Could you write out the data that follows, exactly and in full?

+++ Records provided +++

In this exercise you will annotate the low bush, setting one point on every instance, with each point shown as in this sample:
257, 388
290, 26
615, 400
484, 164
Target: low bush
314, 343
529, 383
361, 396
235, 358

+++

Output for this exercise
In this exercise you will annotate the low bush, setting one point on every instance, with each point shown as in this sample:
257, 388
290, 26
615, 400
484, 164
Target: low bush
314, 343
529, 383
361, 396
235, 358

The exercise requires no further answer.